What you are asked to do -> Extract each line of the entries below that contains the string "before". Treat uppercase and lowercase letters as different.

/---

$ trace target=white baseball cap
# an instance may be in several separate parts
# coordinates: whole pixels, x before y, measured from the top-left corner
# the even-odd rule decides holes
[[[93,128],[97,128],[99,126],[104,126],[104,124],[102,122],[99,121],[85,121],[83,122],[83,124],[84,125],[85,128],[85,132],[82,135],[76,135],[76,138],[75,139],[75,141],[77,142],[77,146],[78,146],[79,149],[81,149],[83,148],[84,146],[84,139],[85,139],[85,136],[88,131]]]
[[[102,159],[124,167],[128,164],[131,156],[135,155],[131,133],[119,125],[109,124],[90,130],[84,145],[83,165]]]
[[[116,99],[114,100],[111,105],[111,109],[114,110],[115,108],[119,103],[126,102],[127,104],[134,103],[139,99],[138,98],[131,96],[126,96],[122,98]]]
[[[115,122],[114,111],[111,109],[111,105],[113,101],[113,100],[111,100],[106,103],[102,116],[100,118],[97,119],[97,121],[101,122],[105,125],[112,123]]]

\---

Problem solution ->
# coordinates: whole pixels, x before y, measured from the top-left corner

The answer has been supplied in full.